Please count the lines in the rows below that contain the string "leaf", matching case exactly, and give only the number.

━━━━━ Working data ━━━━━

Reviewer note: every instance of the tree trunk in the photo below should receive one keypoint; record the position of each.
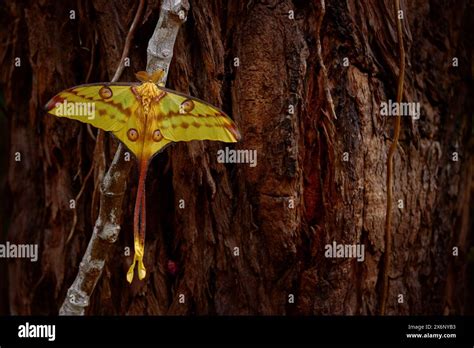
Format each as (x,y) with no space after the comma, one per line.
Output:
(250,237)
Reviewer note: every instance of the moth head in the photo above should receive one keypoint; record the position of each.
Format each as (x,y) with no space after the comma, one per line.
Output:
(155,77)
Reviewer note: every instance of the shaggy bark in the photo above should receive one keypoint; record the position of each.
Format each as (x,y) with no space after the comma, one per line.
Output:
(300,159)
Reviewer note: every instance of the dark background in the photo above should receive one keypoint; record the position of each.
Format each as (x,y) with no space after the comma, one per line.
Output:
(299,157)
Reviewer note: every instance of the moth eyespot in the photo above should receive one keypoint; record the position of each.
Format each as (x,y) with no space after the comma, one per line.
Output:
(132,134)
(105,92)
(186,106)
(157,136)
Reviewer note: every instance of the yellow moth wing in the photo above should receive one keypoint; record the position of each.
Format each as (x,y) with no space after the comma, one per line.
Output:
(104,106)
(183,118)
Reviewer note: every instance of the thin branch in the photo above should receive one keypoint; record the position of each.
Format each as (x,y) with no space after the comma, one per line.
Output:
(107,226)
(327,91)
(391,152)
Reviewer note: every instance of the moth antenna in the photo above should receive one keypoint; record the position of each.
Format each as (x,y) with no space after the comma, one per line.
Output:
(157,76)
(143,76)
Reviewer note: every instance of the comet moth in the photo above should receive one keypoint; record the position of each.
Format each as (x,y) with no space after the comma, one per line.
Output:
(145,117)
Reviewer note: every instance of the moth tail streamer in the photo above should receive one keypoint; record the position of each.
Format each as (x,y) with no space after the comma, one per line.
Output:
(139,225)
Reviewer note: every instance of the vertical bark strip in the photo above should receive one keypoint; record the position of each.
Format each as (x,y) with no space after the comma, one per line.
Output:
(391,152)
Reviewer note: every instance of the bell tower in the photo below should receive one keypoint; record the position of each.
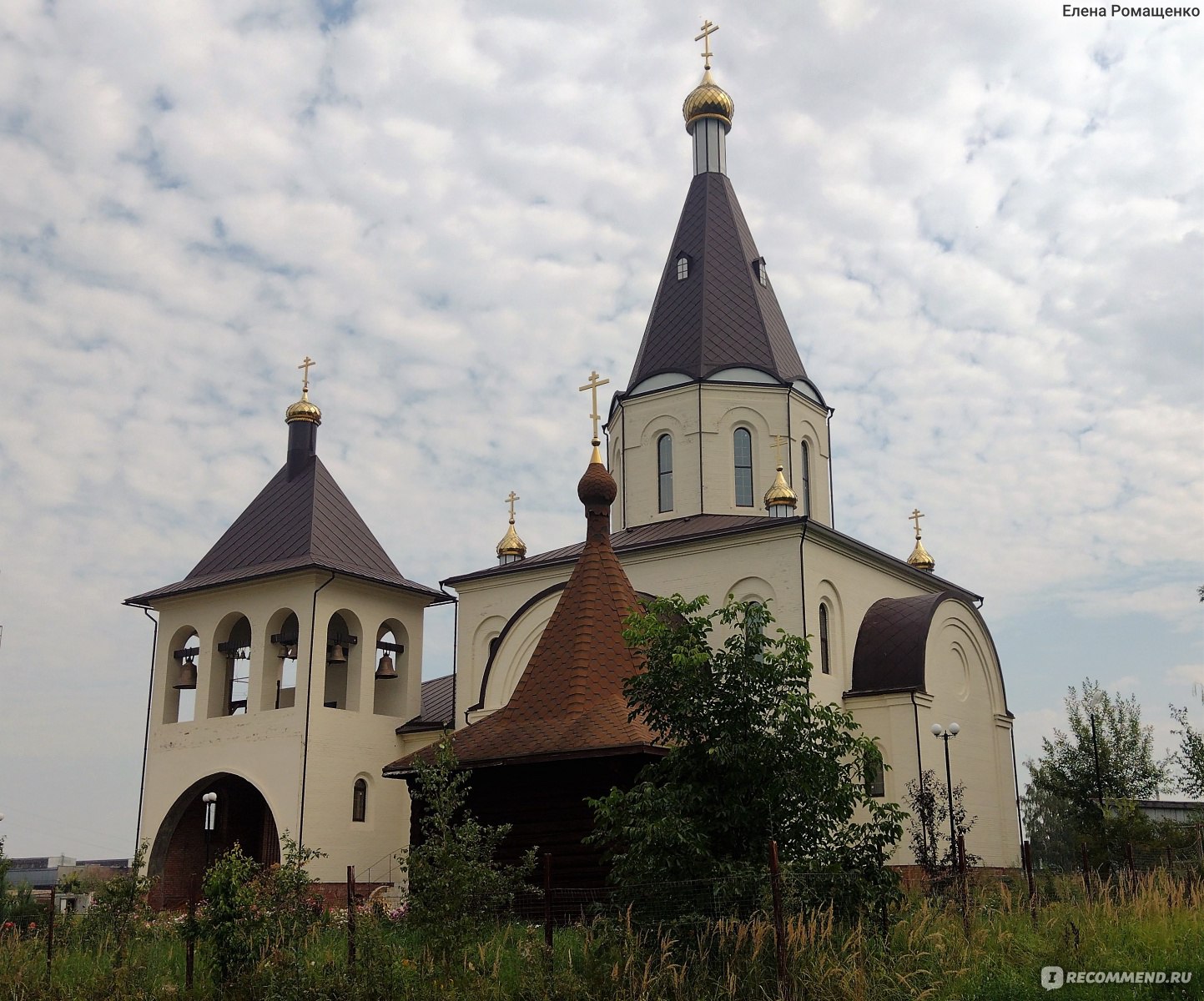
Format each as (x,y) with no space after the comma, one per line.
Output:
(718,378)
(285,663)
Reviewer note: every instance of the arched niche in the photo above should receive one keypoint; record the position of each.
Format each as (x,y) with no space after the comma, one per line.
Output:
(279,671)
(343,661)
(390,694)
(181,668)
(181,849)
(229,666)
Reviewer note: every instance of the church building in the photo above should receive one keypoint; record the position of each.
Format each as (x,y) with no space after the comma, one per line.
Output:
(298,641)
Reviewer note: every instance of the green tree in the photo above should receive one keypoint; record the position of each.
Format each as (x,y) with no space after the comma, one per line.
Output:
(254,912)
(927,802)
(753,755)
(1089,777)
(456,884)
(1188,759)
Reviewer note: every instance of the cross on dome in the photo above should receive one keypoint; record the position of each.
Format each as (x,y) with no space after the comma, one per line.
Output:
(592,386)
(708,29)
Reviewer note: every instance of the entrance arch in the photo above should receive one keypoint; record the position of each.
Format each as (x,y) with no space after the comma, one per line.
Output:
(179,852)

━━━━━
━━━━━ Working data ━━━━━

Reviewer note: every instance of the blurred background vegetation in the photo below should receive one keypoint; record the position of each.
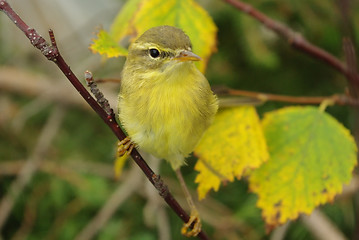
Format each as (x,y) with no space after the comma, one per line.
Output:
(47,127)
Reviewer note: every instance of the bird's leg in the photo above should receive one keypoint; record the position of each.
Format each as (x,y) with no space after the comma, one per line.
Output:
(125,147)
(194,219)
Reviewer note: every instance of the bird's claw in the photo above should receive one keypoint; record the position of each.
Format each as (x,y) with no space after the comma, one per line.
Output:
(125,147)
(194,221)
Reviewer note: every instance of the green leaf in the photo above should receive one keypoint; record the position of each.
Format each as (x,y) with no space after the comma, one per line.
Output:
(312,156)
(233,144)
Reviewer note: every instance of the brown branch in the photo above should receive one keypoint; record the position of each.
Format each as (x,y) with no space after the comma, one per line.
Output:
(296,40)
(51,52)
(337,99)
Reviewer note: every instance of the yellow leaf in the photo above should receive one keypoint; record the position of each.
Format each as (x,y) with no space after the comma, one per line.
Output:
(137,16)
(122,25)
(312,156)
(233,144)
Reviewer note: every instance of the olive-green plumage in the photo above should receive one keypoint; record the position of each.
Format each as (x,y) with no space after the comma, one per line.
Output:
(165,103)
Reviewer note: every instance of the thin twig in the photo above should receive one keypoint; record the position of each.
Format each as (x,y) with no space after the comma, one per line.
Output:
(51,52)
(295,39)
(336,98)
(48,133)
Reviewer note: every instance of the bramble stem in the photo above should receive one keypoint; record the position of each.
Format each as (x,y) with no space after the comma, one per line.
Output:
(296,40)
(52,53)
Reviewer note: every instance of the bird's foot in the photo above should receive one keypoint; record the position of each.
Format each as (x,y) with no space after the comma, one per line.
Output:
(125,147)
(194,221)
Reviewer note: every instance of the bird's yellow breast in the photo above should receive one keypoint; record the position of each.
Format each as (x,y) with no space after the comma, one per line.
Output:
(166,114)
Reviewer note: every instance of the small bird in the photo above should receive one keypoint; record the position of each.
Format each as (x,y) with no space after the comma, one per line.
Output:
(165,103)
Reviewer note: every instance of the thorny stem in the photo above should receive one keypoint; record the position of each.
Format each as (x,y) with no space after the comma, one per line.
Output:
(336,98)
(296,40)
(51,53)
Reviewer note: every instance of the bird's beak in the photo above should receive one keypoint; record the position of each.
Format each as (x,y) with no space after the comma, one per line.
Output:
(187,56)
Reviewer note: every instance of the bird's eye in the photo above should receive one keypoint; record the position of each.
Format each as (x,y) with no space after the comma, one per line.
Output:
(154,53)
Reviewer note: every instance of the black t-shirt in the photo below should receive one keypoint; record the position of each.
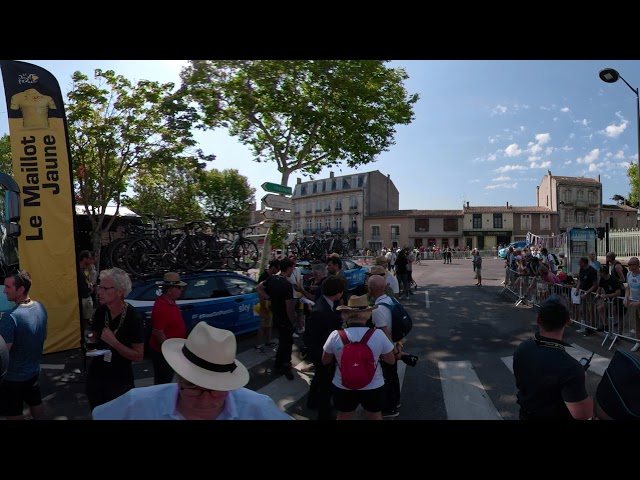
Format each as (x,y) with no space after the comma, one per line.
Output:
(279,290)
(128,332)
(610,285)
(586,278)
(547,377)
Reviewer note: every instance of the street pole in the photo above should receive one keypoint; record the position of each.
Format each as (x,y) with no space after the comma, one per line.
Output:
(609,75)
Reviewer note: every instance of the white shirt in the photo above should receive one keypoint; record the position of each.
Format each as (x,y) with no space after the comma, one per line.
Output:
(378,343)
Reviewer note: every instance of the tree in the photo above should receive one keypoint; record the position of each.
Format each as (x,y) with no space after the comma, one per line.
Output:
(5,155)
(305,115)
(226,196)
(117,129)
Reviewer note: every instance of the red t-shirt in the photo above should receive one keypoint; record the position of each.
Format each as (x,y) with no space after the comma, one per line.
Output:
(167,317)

━━━━━

• [Task solution] 2